#### EXTRAIT DU DOCUMENT

+++++

La question aurait du être posée par les principaux intéressés. Elle a hélas été verrouillée, et tous ceux qui auraient aimé que soient rediscutée la place centrale du préservatif sont traités en paria, comme ce fut le cas de Didier Lestrade, fondateur de ACT UP Paris et du magazine TÉTU.
Il reste donc cette primaire socialiste, pour qu’émerge un questionnement de la politique de prévention du VIH, et au delà, de la politique de la sexualité en France. J’ai la conviction que tu es la seule candidate pour cette remise à plat. Car quand ces associations vivant des fonds publics présentent à l’arrivée si peu de résultat, il convient au politique de les interroger et, au besoin, de les recadrer. C’est ce que tu appelles l’ordre juste.
Sans vouloir préjuger d’une telle discussion à mener, une politique qui viserait le zéro contamination devrait rappeler que le préservatif (masculin et féminin) est la pièce centrale de la stratégie d’arrêt de l’épidémie et que le test de dépistage en est la pierre angulaire : il convient donc que les médecins scolaires, les médecins du travail et les médecins de famille assurent régulièrement une information à ce sujet. La publicité pour les fabricants de préservatif devrait enfin être autorisée à toutes les heures et sur toutes les chaines de télévision.
L’état devrait, en collaboration avec les associations VIH et, selon le principe qui t’est si cher de démocratie participative, avec des associations représentatives des diverses minorités qui composent la nation française, élaborer des campagnes ciblées afin d’entretenir un degré de conscience de l’épidémie au sein des groupes les plus vulnérables : immigrés d’Afrique du nord, d’Asie et de l’Afrique Sub-Saharienne; SDF; homosexuels et lesbiennes; transsexuelles; prisonniers; travailleurs du sexe.
Ce ne sont ici que des pistes de bon sens. Une véritable politique de prévention est aussi une politique d’information et d’éducation à la sexualité.

+++++

#### DONNÉES FOURNIES
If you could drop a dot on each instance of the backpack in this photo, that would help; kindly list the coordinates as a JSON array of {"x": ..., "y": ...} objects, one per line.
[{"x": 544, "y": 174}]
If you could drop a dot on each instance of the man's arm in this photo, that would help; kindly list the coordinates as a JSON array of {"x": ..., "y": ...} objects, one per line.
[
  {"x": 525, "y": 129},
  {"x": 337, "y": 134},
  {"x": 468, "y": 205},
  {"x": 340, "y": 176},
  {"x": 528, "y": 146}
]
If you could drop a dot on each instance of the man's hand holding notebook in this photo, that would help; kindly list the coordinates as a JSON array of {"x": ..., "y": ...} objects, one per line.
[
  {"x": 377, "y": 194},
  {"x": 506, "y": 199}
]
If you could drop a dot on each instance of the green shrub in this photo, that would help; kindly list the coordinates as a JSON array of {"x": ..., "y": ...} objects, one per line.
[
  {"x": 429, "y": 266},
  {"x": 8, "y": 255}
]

+++++

#### TRAVAIL À FAIRE
a) D'après le texte sur la prévention du VIH, quel élément est désigné comme la pierre angulaire de la stratégie d'arrêt de l'épidémie ?
b) Reprenez le texte sur la prévention du VIH à la suite de sa dernière phrase.

#### RÉPONSES NUMÉROTÉES
a) Le test de dépistage.

b)
À l’heure où les politiques se reposent sur une association comme AIDES, association qui préfère promouvoir des traitements (coûteux et aux effets secondaires très lourds à long terme) comme forme de prévention, faisant du préservatif une simple option (parfois même décrite comme stigmatisante) parmi d’autres, il revient aux politiques d’avoir le courage de remettre cette politique à plat au vue de ses piètres résultats et des ambiguïtés qu’elle introduit dans l’esprit des plus jeunes. Le débat devrait se faire sans à priori, avec tous les acteurs associatifs, mais en ayant à l’esprit que le traitement comme prévention, partout où il est appliqué, n’a pas réduit le retour de l’épidémie, et que c’est donc lui qui devrait n’être qu’une option : l’implication des acteurs de terrain, leur association est ainsi qu’un état acteur de la mobilisation sont donc des éléments primordiaux. Continuer de se reposer sur une seule structure, ouvertement convertie à une option purement idéologique de la politique nous conduit droit dans le mur. Les 7000 victimes de l’an dernier rejoignent ainsi les 6000 victimes d’il y a deux ans. Combien les rejoindront cette année, l’an prochain ?
Je souhaite de tout coeur que le bilan des deux quinquennats de Ségolène Royal soient à l’exact opposé du bilan calamiteux de la droite et du maire de Paris, ce dernier dont on pouvait espérer que son homosexualité le rendrait plus courageux en la matière.
Amitiés Socialistes,

Madjid Ben Chikh


Commentaires

2 réponses à “SIDA : lettre ouverte à Ségolène Royale, candidate aux primaires socialistes”

  1. Avatar de Lairderien
    Lairderien

    Bonjour,

    Chaque fois que je vous lis, je me dis qu'il y a encore de l'espoir dans l'Homme.

    Belle lettre ouverte, très bien argumentée adressée à la seule personne que comme vous, je crois capable de reprendre ce combat.